## Assignment
Reproduce every entry exactly, without alteration.

+++ Provided material +++

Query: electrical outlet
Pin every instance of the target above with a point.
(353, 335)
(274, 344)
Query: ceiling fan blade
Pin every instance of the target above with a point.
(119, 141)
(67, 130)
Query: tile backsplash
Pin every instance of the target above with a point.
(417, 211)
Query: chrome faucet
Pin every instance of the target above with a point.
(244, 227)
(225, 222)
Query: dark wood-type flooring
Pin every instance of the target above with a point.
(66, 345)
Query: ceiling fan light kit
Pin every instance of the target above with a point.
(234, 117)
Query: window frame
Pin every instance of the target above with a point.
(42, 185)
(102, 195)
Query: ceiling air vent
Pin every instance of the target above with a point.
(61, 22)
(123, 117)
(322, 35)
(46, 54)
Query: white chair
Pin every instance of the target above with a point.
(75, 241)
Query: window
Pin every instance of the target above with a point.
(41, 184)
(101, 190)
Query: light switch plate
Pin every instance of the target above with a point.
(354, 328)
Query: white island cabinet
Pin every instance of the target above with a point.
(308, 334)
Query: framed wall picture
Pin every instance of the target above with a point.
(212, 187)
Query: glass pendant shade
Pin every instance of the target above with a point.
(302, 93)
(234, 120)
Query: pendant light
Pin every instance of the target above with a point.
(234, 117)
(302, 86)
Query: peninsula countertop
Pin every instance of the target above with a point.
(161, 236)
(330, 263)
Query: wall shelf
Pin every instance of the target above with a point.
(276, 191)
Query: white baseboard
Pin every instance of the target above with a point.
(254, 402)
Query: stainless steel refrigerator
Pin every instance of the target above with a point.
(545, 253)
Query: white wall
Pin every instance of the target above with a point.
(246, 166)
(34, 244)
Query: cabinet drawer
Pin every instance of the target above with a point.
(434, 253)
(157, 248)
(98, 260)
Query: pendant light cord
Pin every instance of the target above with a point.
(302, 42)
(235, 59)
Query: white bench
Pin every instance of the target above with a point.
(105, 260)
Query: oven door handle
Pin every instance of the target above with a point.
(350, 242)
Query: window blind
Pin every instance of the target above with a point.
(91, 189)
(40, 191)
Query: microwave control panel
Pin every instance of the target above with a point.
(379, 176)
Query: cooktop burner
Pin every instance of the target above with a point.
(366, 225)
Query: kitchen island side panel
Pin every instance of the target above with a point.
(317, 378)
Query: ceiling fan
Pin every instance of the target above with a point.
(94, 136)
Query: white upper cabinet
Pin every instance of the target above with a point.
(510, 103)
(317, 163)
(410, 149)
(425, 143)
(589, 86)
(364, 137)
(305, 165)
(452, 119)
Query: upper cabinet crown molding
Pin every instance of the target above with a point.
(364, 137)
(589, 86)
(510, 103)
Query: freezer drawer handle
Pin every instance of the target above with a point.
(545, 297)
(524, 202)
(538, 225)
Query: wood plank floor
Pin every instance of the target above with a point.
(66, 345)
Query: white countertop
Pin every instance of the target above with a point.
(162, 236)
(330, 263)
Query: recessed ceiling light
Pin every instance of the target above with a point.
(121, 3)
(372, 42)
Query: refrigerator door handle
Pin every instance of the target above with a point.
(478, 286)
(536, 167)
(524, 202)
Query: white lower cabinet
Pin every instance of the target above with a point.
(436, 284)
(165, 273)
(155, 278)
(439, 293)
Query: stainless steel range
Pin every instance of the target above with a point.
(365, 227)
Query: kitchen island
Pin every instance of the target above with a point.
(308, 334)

+++

## Your response
Query: electrical outlet
Pin every instance of the target above with a point.
(353, 335)
(274, 344)
Query: ceiling fan blade
Pin every instance of the target above with a point.
(119, 141)
(67, 130)
Query: tile backsplash
Pin every instance of the target above with a point.
(417, 211)
Query: chrome faucet
Pin every instance of the target above with a point.
(244, 227)
(225, 222)
Query: dark wood-type flooring
Pin every instance of the target above with a point.
(66, 345)
Query: ceiling fan light kit
Pin every instance of the target above with a point.
(234, 117)
Query: window frame
Pin every instance of the target above with a point.
(42, 185)
(102, 195)
Query: ceiling air vent
Pin every instance of the target above with a point.
(61, 22)
(123, 117)
(322, 35)
(46, 54)
Query: white chair
Pin every instance of the target above with a point.
(75, 241)
Query: window
Pin every instance of the target above with a point.
(41, 184)
(101, 190)
Query: light switch plate
Pin every instance of the target above with a point.
(354, 328)
Query: white island cabinet
Pin every instance of the target above with a point.
(308, 334)
Query: framed wall picture
Pin every instance of the target above with a point.
(212, 187)
Query: glass pendant shade
Pin every instance of the target above with a point.
(302, 93)
(234, 120)
Query: pendant light
Pin every instance of the target above with a point.
(234, 117)
(302, 86)
Query: peninsula countertop
Pin every instance of the target above with a point.
(161, 236)
(330, 263)
Query: wall shelf
Pin every instance of the target above with a point.
(276, 191)
Query: white baseboard
Pin every instance of the target above with a point.
(254, 402)
Query: stainless steel refrigerator
Pin every instance of the target above with a point.
(545, 253)
Query: white wall
Pin every instance of the target above with a point.
(246, 166)
(34, 244)
Query: cabinet drawer
Pin every instance of the target above with a point.
(434, 253)
(157, 248)
(98, 260)
Query: pendant light cord
Pin every instance of the target above with a point.
(302, 42)
(235, 59)
Query: white bench
Pin every instance of the target above with a point.
(105, 260)
Query: oven door handle
Pin every instance of the target above with a point.
(350, 242)
Query: window blind
Pin every instance of the target above with a point.
(91, 189)
(40, 191)
Query: microwave control panel
Pin every instance of the target above with a point.
(379, 176)
Query: cooktop burner
Pin every instance of the target above with a point.
(366, 225)
Query: kitchen island side panel
Pin every instance of the target above with a point.
(317, 378)
Query: ceiling fan
Pin every instance of the target above with a point.
(94, 136)
Query: white upper cabinet
Pin every instance of the target above with a point.
(510, 103)
(317, 163)
(410, 149)
(425, 143)
(589, 86)
(364, 137)
(305, 165)
(452, 119)
Query: upper cabinet crown molding
Pin every instance of the target above with a point.
(364, 137)
(589, 86)
(510, 103)
Query: freezer drawer handle
Pin every instance of the target above with a point.
(545, 297)
(524, 202)
(538, 225)
Query: wood plank floor
Pin every instance of the target above with a point.
(66, 345)
Query: white countertop
Pin every instance of the target above with a point.
(162, 236)
(330, 263)
Query: recessed ceiling light
Pin every instance of the target above with a point.
(121, 3)
(372, 42)
Query: refrigerator door handle
Pin every instance of the target above with a point.
(478, 286)
(536, 167)
(524, 202)
Query: white lower cabinet
Pin every instance of the target above with a point.
(436, 284)
(165, 273)
(155, 278)
(439, 293)
Query: stainless steel range
Pin every instance of the target above with a point.
(365, 227)
Query: kitchen island
Pin every instance of the target above with a point.
(308, 334)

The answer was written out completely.